**ENTRIES PROVIDED**
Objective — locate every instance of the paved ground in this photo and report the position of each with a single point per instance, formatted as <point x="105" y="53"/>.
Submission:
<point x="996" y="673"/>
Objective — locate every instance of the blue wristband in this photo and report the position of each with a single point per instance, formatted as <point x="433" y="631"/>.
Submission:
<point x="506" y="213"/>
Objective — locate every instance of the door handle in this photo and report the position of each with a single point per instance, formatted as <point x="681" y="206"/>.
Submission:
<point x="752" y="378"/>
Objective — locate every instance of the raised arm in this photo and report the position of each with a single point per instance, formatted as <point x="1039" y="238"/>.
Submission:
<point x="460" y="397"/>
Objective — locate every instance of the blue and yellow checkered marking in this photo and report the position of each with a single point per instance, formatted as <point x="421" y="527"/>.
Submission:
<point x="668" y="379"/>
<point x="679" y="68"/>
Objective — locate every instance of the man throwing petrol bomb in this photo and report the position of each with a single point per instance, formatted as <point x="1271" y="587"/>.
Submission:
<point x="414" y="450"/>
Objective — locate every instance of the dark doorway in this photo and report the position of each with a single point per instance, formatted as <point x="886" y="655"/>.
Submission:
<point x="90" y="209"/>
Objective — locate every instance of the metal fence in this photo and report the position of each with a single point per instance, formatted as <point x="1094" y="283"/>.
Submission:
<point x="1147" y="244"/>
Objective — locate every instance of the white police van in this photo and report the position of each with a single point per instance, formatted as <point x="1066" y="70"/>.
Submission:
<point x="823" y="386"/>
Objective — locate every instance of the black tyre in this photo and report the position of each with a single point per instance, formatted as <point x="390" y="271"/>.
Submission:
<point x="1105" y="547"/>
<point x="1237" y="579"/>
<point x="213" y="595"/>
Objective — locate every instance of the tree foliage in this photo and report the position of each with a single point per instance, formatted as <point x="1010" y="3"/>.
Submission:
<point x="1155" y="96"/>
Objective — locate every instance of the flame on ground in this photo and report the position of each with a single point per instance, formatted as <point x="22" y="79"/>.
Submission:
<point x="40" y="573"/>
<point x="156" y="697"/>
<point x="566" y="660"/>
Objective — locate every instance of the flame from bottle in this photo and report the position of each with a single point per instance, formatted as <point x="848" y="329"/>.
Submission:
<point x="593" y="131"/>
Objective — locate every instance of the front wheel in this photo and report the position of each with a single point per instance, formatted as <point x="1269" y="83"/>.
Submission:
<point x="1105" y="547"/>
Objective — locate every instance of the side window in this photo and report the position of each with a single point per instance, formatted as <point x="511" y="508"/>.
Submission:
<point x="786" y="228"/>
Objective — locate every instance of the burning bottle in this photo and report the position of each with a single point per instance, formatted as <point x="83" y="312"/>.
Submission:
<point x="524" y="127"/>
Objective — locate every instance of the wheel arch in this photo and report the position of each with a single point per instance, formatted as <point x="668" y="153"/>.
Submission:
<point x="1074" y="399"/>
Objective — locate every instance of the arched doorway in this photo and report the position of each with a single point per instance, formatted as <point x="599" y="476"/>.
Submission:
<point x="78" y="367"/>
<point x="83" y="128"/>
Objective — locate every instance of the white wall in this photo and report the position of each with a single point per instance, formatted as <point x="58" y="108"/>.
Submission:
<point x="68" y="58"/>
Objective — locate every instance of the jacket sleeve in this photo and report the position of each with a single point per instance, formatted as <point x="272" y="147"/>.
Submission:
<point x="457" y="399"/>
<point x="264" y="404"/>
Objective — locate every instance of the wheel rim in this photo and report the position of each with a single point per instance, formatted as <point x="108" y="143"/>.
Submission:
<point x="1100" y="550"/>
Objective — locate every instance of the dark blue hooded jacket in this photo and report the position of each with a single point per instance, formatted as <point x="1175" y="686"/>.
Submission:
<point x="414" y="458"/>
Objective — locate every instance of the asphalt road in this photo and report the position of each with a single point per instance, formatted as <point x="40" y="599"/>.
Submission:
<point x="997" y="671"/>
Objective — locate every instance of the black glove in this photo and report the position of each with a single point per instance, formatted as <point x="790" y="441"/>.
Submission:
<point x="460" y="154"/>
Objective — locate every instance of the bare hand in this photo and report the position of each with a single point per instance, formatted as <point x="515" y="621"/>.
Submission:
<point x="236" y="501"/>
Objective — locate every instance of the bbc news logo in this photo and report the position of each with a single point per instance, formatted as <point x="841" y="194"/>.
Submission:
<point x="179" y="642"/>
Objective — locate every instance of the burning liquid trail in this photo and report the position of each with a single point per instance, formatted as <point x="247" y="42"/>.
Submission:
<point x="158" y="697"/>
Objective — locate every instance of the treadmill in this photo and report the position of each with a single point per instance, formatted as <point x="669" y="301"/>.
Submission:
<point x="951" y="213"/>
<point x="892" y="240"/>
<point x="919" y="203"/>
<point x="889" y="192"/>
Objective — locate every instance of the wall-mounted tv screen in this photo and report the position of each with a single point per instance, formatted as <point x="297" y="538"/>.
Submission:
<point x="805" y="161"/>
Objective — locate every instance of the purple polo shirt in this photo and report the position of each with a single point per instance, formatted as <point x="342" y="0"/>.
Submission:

**EXERCISE DIRECTIONS**
Copy all of the entries above word for word, changing nothing.

**ANSWER**
Objective — locate every instance of the paved ground in this photo and report the position of each with a single point per instance, formatted as <point x="105" y="53"/>.
Submission:
<point x="996" y="673"/>
Objective — locate every instance of the blue wristband in this photo and report the position of each with a single point per instance, formatted as <point x="433" y="631"/>.
Submission:
<point x="506" y="213"/>
Objective — locate every instance of the door handle in this photo and report the position of each with a single point per instance, formatted as <point x="681" y="206"/>.
Submission:
<point x="752" y="378"/>
Objective — locate every instance of the raised arm in this photo and report the position of each with a single point per instance, formatted as <point x="1039" y="238"/>.
Submission:
<point x="460" y="397"/>
Objective — locate every instance of the blue and yellow checkered marking in this photo and report the position of each with a single point per instance, formatted as <point x="421" y="527"/>.
Submission:
<point x="668" y="379"/>
<point x="679" y="68"/>
Objective — locate every instance of the man throwing petrol bomb in this photo and report the position of each with a single point per instance, formatted as <point x="1271" y="587"/>.
Submission:
<point x="414" y="450"/>
Objective — locate every instance of the dark doorway in this photo and report the position of each with a single point per instance, formatted as <point x="886" y="655"/>.
Submission:
<point x="90" y="209"/>
Objective — locate every instance of the metal fence in this photo and report the position of each with a single point per instance, formatted as <point x="1094" y="283"/>.
Submission:
<point x="1147" y="244"/>
Objective — locate every instance of the white police van in this photo and report the position of each with a single point per instance, formatted as <point x="1066" y="70"/>.
Submission:
<point x="823" y="386"/>
Objective — locate every instance of the black tyre in this photo and report the position of each with a single point per instance, formatted as <point x="390" y="271"/>.
Submission:
<point x="1105" y="547"/>
<point x="1237" y="579"/>
<point x="213" y="595"/>
Objective — locate every instance of the tree foliage in this photo and report the position of each with a single point per instance, formatted as <point x="1010" y="3"/>.
Submission:
<point x="1155" y="96"/>
Objective — locate every instance of the flame on ground in this photo and report the position of each with a single point per instance, formatted as <point x="22" y="79"/>.
Submission:
<point x="40" y="573"/>
<point x="156" y="697"/>
<point x="566" y="660"/>
Objective — locate every instance of the flame from bottle in this photo and report the position of each with a single point per instance, formatted as <point x="848" y="329"/>.
Submission:
<point x="593" y="131"/>
Objective — locate every instance of the front wheel in this photo and report the position of each with a single point per instance, formatted as <point x="1269" y="83"/>.
Submission:
<point x="1105" y="547"/>
Objective — locate every instance of the side window in this photo and report the position of each with a single point per instance, formatted as <point x="511" y="508"/>.
Submission:
<point x="786" y="228"/>
Objective — locate every instance of the burning bottle in this photo and report the position of each with a single point per instance, formatted as <point x="83" y="312"/>.
Submission:
<point x="524" y="127"/>
Objective — locate every instance of the wheel arch in this photo and report the position of each with a single point per instance, formatted as <point x="668" y="153"/>.
Submission:
<point x="1074" y="399"/>
Objective — locate every instance of the arched doorway in this photo and report the position of each with a single point per instance, formatted as <point x="599" y="476"/>.
Submission:
<point x="78" y="367"/>
<point x="83" y="128"/>
Objective — locate every instance of the white wall in this photo and report the position of each with a single point per instance, formatted as <point x="58" y="108"/>.
Submission:
<point x="68" y="58"/>
Objective — locate every instance of the jacket sleeve in this photo and report the position of each with a single point per instance, formatted as <point x="272" y="147"/>.
Submission:
<point x="457" y="399"/>
<point x="264" y="404"/>
Objective — locate every instance of the wheel rim in this photo and report the position of each with a single point per instance, formatted as <point x="108" y="143"/>.
Submission:
<point x="1100" y="550"/>
Objective — locate every instance of the dark blue hooded jacket in this photo and report the position of each with a single point per instance, formatted as <point x="1175" y="686"/>.
Submission:
<point x="414" y="458"/>
Objective — locate every instance of the asphalt road in this photo and report the position of each with a single point per instance, formatted as <point x="40" y="599"/>.
Submission:
<point x="997" y="671"/>
Objective — locate every instance of the black glove in this photo and report the position of each with a single point per instance, formatted as <point x="790" y="441"/>.
Submission:
<point x="460" y="154"/>
Objective — locate every instance of the bare hand in this photo and report the position of each with a single point per instance, formatted as <point x="515" y="621"/>.
Submission:
<point x="236" y="501"/>
Objective — locate every instance of the bbc news logo in this photo and report the position of each with a single point per instance, formatted as <point x="841" y="194"/>.
Submission:
<point x="179" y="642"/>
Objective — locate every instance of the burning liquid trail in this photo and report the position of each with a single point per instance, formatted as <point x="247" y="42"/>.
Submission:
<point x="158" y="697"/>
Objective — locate every instance of the treadmill in this photo and report the position of each with a single point per instance, formatted as <point x="669" y="301"/>.
Submission:
<point x="951" y="213"/>
<point x="892" y="240"/>
<point x="919" y="203"/>
<point x="889" y="192"/>
Objective — locate every instance of the wall-mounted tv screen in this photo and report the position of each with a single point per instance, formatted as <point x="297" y="538"/>.
Submission:
<point x="805" y="161"/>
Objective — locate every instance of the purple polo shirt in this photo and report the position of each with a single point per instance, formatted as <point x="342" y="0"/>.
Submission:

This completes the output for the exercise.